[Items from a data source]
=======
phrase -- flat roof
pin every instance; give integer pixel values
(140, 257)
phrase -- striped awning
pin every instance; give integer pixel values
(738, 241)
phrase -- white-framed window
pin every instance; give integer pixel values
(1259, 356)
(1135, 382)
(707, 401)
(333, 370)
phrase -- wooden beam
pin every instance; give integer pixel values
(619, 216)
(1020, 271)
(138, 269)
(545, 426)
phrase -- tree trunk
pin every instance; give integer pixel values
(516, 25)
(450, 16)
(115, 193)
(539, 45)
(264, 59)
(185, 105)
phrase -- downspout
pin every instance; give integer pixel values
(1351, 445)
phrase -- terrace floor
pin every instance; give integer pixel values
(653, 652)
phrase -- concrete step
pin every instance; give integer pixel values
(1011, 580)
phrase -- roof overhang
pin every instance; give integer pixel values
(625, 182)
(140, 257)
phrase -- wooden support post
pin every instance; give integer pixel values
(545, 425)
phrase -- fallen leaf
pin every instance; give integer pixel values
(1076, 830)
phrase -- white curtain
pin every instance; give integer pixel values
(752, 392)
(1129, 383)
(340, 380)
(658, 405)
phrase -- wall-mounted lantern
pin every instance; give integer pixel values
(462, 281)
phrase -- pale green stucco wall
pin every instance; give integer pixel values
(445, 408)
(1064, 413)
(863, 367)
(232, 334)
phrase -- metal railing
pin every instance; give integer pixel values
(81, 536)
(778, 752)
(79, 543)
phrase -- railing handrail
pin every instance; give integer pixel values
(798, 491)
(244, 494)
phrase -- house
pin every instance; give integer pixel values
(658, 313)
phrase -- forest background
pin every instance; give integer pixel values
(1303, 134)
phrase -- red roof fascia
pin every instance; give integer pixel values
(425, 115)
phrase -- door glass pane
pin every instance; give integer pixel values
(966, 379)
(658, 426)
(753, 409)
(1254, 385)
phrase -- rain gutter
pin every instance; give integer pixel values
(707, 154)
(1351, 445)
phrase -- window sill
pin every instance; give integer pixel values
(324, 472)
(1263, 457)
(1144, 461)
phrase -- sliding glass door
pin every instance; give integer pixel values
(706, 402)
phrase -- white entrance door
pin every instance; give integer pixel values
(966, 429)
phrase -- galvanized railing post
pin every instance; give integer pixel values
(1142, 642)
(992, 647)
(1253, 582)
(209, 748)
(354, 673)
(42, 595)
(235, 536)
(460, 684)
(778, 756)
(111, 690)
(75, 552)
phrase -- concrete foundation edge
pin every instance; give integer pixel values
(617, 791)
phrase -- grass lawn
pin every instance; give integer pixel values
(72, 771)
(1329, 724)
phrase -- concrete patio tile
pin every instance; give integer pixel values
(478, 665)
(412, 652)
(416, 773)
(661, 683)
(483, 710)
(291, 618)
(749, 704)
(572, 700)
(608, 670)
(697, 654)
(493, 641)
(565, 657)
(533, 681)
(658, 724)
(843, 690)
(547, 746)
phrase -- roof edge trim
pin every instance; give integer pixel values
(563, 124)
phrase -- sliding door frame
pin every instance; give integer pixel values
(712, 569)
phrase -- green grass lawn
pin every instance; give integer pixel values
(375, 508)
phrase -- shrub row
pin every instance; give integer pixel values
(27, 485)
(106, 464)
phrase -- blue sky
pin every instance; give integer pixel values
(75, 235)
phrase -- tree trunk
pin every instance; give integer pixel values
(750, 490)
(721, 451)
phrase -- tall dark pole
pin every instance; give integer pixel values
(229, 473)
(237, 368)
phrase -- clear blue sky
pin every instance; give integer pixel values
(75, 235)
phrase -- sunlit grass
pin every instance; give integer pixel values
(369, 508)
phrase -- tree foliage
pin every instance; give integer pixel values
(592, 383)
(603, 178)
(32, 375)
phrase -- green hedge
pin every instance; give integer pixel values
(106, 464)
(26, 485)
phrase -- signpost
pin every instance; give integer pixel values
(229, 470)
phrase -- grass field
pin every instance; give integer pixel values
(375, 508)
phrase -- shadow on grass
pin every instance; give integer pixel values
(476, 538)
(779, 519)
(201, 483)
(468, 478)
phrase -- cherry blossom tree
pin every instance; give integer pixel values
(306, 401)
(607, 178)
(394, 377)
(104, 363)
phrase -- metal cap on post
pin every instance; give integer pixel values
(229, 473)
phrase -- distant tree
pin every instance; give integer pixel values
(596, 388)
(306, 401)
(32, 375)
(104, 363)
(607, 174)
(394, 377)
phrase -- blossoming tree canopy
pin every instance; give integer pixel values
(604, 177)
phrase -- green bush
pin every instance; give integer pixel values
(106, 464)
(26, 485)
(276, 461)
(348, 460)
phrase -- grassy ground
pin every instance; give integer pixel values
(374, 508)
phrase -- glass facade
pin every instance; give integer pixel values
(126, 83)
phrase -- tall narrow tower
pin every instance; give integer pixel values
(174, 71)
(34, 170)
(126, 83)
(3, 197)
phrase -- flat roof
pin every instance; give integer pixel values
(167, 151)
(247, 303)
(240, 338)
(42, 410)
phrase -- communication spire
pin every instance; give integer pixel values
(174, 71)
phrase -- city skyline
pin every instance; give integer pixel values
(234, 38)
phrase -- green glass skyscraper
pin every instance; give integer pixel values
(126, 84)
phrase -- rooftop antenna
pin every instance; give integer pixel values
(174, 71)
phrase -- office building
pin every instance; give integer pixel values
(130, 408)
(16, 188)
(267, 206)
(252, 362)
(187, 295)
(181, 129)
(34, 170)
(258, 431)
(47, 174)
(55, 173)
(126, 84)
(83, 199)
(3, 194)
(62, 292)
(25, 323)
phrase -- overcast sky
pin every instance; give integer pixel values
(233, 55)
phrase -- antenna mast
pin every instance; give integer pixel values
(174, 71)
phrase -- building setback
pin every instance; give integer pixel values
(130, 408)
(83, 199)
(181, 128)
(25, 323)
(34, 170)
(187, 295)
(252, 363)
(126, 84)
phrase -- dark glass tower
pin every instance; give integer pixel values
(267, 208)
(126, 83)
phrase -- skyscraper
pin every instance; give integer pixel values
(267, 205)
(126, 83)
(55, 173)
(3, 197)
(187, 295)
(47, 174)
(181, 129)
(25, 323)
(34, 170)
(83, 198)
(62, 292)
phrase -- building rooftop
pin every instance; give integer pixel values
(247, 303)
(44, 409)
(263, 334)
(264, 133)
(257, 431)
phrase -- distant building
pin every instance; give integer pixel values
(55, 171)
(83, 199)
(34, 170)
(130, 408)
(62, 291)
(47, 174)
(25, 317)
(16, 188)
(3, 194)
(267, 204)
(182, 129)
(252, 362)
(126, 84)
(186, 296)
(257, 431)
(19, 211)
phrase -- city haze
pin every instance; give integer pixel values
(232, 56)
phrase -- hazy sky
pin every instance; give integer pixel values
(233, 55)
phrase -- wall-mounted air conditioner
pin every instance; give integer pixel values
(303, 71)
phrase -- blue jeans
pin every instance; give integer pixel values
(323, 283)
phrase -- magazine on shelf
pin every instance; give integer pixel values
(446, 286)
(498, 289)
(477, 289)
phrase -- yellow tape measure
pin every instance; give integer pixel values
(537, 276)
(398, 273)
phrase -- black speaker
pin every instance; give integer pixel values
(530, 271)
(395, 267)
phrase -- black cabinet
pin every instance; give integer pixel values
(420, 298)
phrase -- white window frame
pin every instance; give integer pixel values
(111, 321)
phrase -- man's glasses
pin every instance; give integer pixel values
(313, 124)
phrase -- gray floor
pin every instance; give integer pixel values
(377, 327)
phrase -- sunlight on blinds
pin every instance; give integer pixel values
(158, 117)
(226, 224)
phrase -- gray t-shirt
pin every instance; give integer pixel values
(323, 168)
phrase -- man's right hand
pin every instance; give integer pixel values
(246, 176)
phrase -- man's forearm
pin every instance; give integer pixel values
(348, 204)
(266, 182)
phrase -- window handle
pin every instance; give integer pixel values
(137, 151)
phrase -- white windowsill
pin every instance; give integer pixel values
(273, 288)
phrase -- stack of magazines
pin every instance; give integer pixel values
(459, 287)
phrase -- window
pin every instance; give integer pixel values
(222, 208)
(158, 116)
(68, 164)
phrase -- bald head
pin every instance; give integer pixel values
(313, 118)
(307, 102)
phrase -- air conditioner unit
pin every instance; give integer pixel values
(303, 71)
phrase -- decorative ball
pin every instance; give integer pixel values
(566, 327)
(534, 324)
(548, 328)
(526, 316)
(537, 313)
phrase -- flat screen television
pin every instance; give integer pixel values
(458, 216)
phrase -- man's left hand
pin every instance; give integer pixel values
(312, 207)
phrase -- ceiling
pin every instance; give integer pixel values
=======
## DIRECTIONS FOR THIS TASK
Retype, exactly and in full, the lines above from the one containing "phrase -- pale green stucco wall" through the one containing "phrase -- rain gutter".

## RESULT
phrase -- pale green stucco wall
pin every instance; give integer pixel values
(445, 408)
(1064, 413)
(863, 367)
(232, 334)
phrase -- metal railing
pin every instance; give integer pixel values
(81, 536)
(778, 752)
(79, 543)
phrase -- railing handrail
pin every instance; give integer pixel values
(798, 491)
(244, 494)
phrase -- house
pin every instance; give integer pixel values
(658, 313)
phrase -- forest background
pin every instance; give integer pixel values
(1303, 134)
phrase -- red roof fascia
pin every instance; give integer pixel values
(425, 115)
phrase -- door glass pane
pin every instance; give integer pixel values
(966, 379)
(658, 426)
(753, 409)
(1254, 385)
phrase -- rain gutter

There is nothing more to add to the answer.